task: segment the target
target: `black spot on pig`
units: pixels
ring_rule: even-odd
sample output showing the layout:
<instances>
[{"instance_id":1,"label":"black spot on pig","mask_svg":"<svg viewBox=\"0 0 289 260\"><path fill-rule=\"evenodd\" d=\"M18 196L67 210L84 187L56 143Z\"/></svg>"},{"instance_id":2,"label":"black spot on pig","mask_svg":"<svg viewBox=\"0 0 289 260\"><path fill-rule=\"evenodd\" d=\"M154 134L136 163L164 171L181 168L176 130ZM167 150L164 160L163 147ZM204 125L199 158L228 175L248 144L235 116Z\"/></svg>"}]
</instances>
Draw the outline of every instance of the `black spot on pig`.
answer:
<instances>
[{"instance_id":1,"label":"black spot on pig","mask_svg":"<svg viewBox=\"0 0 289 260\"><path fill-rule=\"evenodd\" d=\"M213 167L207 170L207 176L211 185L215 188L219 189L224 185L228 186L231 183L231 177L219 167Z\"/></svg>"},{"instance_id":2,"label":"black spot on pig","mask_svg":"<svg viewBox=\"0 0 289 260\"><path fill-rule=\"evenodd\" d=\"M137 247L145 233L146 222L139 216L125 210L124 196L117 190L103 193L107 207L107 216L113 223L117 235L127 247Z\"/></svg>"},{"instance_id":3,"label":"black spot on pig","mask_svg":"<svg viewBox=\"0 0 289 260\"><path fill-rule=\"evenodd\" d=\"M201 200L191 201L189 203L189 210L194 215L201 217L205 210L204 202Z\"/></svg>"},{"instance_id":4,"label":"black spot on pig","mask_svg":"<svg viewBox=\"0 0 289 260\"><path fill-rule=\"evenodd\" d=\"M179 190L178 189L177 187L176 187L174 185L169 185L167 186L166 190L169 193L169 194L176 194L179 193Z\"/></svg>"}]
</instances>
=-=-=
WHAT TO DO:
Render every line of the data above as a JSON array of strings, one string per line, omitting blank lines.

RESPONSE:
[
  "task: segment the target",
  "target: `black spot on pig`",
  "units: pixels",
  "ring_rule: even-odd",
  "sample output showing the layout:",
  "<instances>",
  "[{\"instance_id\":1,\"label\":\"black spot on pig\",\"mask_svg\":\"<svg viewBox=\\\"0 0 289 260\\\"><path fill-rule=\\\"evenodd\\\" d=\\\"M18 196L67 210L84 187L56 143Z\\\"/></svg>\"},{\"instance_id\":2,\"label\":\"black spot on pig\",\"mask_svg\":\"<svg viewBox=\\\"0 0 289 260\\\"><path fill-rule=\\\"evenodd\\\" d=\\\"M154 134L136 163L164 171L181 168L176 130ZM167 150L164 160L163 147ZM204 125L199 158L228 175L248 144L235 116Z\\\"/></svg>\"}]",
  "</instances>",
  "Draw the outline of every instance of the `black spot on pig`.",
  "answer:",
  "<instances>",
  "[{\"instance_id\":1,\"label\":\"black spot on pig\",\"mask_svg\":\"<svg viewBox=\\\"0 0 289 260\\\"><path fill-rule=\\\"evenodd\\\" d=\\\"M213 167L207 170L207 176L211 185L215 188L219 189L224 185L228 186L231 183L231 177L219 167Z\\\"/></svg>\"},{\"instance_id\":2,\"label\":\"black spot on pig\",\"mask_svg\":\"<svg viewBox=\\\"0 0 289 260\\\"><path fill-rule=\\\"evenodd\\\" d=\\\"M137 247L145 233L146 222L139 216L125 210L124 196L117 190L103 193L107 207L107 216L113 223L117 235L127 247Z\\\"/></svg>\"},{\"instance_id\":3,\"label\":\"black spot on pig\",\"mask_svg\":\"<svg viewBox=\\\"0 0 289 260\\\"><path fill-rule=\\\"evenodd\\\" d=\\\"M201 200L191 201L189 203L189 210L194 215L201 217L205 210L204 202Z\\\"/></svg>\"},{\"instance_id\":4,\"label\":\"black spot on pig\",\"mask_svg\":\"<svg viewBox=\\\"0 0 289 260\\\"><path fill-rule=\\\"evenodd\\\" d=\\\"M179 190L178 189L177 187L176 187L174 185L169 185L167 186L166 190L169 193L169 194L176 194L179 193Z\\\"/></svg>\"}]",
  "</instances>"
]